_Records drawn from a dataset_
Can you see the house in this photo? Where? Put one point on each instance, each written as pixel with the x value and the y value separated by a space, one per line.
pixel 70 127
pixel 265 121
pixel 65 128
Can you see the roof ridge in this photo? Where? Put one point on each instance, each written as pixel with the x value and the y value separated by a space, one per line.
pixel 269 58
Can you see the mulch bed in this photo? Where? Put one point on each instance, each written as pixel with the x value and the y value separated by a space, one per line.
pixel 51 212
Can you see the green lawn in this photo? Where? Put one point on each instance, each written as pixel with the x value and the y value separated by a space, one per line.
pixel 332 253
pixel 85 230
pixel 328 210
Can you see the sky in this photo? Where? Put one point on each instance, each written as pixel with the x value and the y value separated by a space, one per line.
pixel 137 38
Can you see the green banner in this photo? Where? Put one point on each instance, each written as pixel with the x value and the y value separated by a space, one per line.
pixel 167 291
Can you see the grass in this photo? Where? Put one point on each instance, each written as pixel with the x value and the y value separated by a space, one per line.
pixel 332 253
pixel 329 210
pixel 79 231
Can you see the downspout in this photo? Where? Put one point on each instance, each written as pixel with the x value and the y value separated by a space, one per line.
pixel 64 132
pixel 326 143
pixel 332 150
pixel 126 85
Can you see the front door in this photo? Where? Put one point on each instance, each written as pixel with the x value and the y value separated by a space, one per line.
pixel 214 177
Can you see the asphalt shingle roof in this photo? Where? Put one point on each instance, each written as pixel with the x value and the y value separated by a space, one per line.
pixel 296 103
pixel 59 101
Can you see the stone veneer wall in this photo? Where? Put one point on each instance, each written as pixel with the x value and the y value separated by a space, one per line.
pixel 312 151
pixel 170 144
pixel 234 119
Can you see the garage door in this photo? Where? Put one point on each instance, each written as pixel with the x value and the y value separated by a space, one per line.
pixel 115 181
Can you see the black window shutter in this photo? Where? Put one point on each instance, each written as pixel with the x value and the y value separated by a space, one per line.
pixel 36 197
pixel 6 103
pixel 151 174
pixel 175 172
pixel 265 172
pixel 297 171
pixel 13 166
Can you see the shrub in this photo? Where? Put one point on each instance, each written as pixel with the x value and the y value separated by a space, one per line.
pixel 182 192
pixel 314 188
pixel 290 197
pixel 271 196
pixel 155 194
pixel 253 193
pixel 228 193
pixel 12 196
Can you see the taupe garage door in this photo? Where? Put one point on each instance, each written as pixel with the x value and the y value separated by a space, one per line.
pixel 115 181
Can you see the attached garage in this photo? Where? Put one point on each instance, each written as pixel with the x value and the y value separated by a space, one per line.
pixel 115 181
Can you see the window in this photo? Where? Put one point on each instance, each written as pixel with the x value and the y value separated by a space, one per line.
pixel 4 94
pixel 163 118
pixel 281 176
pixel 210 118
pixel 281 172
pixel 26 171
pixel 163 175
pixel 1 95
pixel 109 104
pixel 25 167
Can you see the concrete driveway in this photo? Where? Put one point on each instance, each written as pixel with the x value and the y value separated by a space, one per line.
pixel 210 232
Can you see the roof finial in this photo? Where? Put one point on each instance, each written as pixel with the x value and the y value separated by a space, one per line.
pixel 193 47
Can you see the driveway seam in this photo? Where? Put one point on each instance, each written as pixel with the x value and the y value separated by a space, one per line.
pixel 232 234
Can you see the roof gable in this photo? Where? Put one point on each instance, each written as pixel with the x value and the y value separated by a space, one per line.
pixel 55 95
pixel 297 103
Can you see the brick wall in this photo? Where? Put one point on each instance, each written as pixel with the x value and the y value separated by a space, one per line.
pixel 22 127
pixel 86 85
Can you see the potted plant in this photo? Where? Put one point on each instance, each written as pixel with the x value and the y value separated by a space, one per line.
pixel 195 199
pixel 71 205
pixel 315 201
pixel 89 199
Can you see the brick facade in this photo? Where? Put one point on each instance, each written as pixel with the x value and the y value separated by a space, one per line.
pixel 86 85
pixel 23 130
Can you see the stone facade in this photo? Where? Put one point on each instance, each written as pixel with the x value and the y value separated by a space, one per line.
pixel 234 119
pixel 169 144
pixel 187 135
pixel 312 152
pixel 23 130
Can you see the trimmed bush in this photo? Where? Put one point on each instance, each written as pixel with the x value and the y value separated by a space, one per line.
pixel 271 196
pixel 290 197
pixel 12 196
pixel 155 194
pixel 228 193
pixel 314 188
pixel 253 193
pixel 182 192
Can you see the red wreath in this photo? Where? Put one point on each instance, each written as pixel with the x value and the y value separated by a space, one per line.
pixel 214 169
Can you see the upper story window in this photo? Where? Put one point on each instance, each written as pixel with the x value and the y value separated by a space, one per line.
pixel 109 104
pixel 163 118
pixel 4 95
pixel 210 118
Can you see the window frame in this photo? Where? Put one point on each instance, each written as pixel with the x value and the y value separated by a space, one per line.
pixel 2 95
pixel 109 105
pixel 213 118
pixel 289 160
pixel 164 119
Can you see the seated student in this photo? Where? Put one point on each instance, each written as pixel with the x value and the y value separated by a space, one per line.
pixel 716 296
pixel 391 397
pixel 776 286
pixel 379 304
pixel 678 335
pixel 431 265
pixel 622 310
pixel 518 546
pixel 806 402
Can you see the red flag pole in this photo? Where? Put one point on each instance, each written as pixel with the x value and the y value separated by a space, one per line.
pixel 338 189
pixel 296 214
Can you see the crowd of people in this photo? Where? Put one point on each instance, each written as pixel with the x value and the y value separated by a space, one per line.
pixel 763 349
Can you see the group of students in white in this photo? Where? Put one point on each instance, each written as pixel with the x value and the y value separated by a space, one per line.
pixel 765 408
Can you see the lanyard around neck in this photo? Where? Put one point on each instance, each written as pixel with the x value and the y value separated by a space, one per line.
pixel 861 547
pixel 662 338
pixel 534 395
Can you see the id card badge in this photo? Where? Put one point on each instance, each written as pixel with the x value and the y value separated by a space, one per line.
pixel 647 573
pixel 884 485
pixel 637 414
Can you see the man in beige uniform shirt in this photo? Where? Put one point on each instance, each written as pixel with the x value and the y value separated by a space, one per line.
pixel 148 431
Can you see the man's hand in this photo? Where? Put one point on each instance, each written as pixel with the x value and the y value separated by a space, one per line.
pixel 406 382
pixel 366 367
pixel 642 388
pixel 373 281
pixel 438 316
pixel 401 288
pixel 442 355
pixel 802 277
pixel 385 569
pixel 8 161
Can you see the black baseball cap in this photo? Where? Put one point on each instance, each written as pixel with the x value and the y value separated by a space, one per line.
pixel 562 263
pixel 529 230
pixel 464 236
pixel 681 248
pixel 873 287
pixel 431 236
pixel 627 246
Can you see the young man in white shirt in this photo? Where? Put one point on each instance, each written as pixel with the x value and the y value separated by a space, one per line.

_DIRECTIONS_
All the entries above need to be reproduced exactly.

_RESPONSE TO THIS TASK_
Can you see the house in this photo? Where? Put one point on each instance, each written as pixel with the x value and the y value separated by a space, one per line.
pixel 70 127
pixel 265 121
pixel 65 128
Can you see the roof ridge in this photo? Where? Put one point on each instance, each written as pixel with the x value and the y value separated by a space, one per line.
pixel 269 58
Can you see the mulch bed in this photo? Where? Put one point on each instance, each written as pixel with the x value and the y value separated by a space, one per line.
pixel 51 212
Can you see the green lawn in this photo? Where? Put one point on each instance, each written as pixel with the x value and the y value separated by a space, one per line.
pixel 332 253
pixel 85 230
pixel 328 210
Can you see the sky in this photo? Where? Put one point on each instance, each written as pixel with the x value and the y value separated by a space, one per line.
pixel 137 38
Can you see the green banner in this photo? Where? Put one point on each instance, each written as pixel with the x value and the y value separated by a space, one per line.
pixel 167 291
Can you see the grass in this photo? Where? Put one point on each instance, each written as pixel with the x value and the y value separated by a space, one per line.
pixel 332 253
pixel 329 210
pixel 79 231
Can you see the downspout in this photo? Where? Put one point on each instance, each written as pixel with the x value and the y value separated by a space, one per line.
pixel 64 132
pixel 326 143
pixel 332 150
pixel 126 85
Can you see the front door in this photo? Where? Put one point on each instance, each written as pixel with the x value and the y value separated by a space, one per line.
pixel 214 177
Can you see the asphalt shingle roof in this photo? Where? Put one point on each instance, each written as pixel with the x value and the y value separated by a space, one per line.
pixel 296 103
pixel 59 101
Can you see the stone veneer wall in this photo? Where? Put one point on each instance, each written as pixel with the x value and the y value separated by a space, one per line.
pixel 312 151
pixel 170 144
pixel 234 119
Can you see the garage door in this photo? Where? Put one point on each instance, each written as pixel with the x value and the y value separated by a space, one per line.
pixel 115 181
Can you see the black window shutter in this photo? Where? Put one point on each instance, each written as pixel with the x value and the y value separated by a space, one per line.
pixel 36 197
pixel 6 103
pixel 151 174
pixel 175 172
pixel 265 172
pixel 297 171
pixel 13 166
Can you see the shrub in this photo? Where? Put one point on each instance, each written as pixel with the x value and the y value separated by a space, one per line.
pixel 182 192
pixel 314 188
pixel 290 197
pixel 271 196
pixel 155 194
pixel 253 193
pixel 228 193
pixel 12 196
Can you see the taupe garage door in this photo? Where? Put one point on each instance, each written as pixel with the x value and the y value separated by a space, one per line.
pixel 115 181
Can you see the attached garage in this photo? Where? Put one point on each instance, each written as pixel with the x value and the y value separated by a space, one per line.
pixel 115 181
Can you see the window in this photo? Where? Put one point on each instance, each written as pixel with the x value and the y value separated by a space, one per line.
pixel 4 94
pixel 163 118
pixel 281 176
pixel 210 118
pixel 281 172
pixel 26 171
pixel 163 175
pixel 1 95
pixel 109 104
pixel 25 167
Can you see the concrete driveway in this photo? Where? Put one point on each instance, each written as pixel with the x value and the y value separated by a space, one per line.
pixel 210 232
Can you see the roof finial in this photo? Where? Put one point on each instance, each written as pixel with the x value and the y value separated by a space, one per line.
pixel 193 47
Can you see the driveway seam in this photo? Where? Put one point on each instance, each written as pixel with the x value and the y value separated by a space, one per line.
pixel 232 234
Can you see the roof gable in this photo? Where? Put one point on each instance, each written as pixel with the x value and the y value separated by a space, one per line.
pixel 55 95
pixel 297 103
Can you see the brick wall in this photo? Where? Put one point on each instance, each written as pixel with the x value and the y value separated by a space, one per line.
pixel 22 127
pixel 86 85
Can you see the potted plant in this photo? Where? Put one point on each instance, each written as pixel with the x value and the y value separated by a space, one per line.
pixel 195 199
pixel 71 205
pixel 315 201
pixel 89 199
Can you see the brick facade in this photo? Where? Put one point on each instance, each written as pixel with the x value and the y value separated by a space, one per line.
pixel 86 85
pixel 23 130
Can you see the stone facade in this photo? Where? Put one point on each instance, each written as pixel with the x value and the y value separated by a space, one per line.
pixel 234 119
pixel 169 144
pixel 187 135
pixel 312 152
pixel 23 130
Can you see the trimmed bush in this photo? Where? Put one point on each instance, each written as pixel with the x value and the y value separated by a space, one per line.
pixel 271 196
pixel 290 197
pixel 12 196
pixel 155 194
pixel 228 193
pixel 314 188
pixel 253 193
pixel 182 192
Can you see the red wreath in this photo? Where? Put one point on each instance, each written as pixel with the x value and the y value separated by a space, one per line.
pixel 214 169
Can you see the upper story window in this photo? Where? Put one point on each instance, each written as pixel with the x value and the y value separated by a space, one per line.
pixel 109 104
pixel 163 118
pixel 4 95
pixel 210 118
Can you see the window frame in this photo? Where? Put one point on each instance, each written as pixel with the x value and the y value separated by a space, one per line.
pixel 2 95
pixel 109 105
pixel 213 118
pixel 289 160
pixel 164 119
Can you see the seated student in this photo? Where? Put one point on each instance, each written as pixel with the x value and the y value separated by a space, one per line.
pixel 716 296
pixel 391 397
pixel 776 286
pixel 379 304
pixel 678 335
pixel 431 265
pixel 622 310
pixel 518 546
pixel 806 402
Can you see the red flag pole in this photo? Where? Put one point on each instance, each written as pixel with the x value and the y value separated by a space, one per line.
pixel 338 189
pixel 296 214
Can you see the crowd of people in this photo? Where? Put one point on each instance, each written as pixel with the x value and the y value separated by a space, one per line.
pixel 763 349
Can you see the group of students in white in this photo? Where? Put one point on each instance, each written as pixel with the x value and the y value separated by a space, one per line.
pixel 765 408
Can you see the lanyard around neck in this photo? Where? Put one point on each instance, each written as pixel with the x value and the y value separated by a space, one per line.
pixel 861 547
pixel 662 338
pixel 534 395
Can you see the id card badge in this photo? Where? Put one point on each instance, each written as pixel with the x value and the y value separated by a space, one per line.
pixel 647 573
pixel 884 485
pixel 637 414
Can you see the man in beige uniform shirt in this photo? Where? Put one point on each instance, each written as pixel with the x value and the y value separated by a space, one per line.
pixel 148 431
Can you see the man's hand in this photo? Where? Put one point on each instance, each written as pixel with the x value and the y value separated by a space, one per line.
pixel 406 382
pixel 366 367
pixel 642 388
pixel 373 281
pixel 438 316
pixel 401 288
pixel 442 355
pixel 802 277
pixel 385 569
pixel 8 161
Can you see the black baseball cap in this photo? Where? Put one point on each instance, each written as pixel with the x value and the y value separated by a space, one per line.
pixel 562 263
pixel 529 230
pixel 464 236
pixel 681 248
pixel 873 287
pixel 431 236
pixel 627 246
Can you see the young man in white shirt in this photo? Where? Put one point on each instance, each written as pixel with the x value and the y value separated by a space, one per line.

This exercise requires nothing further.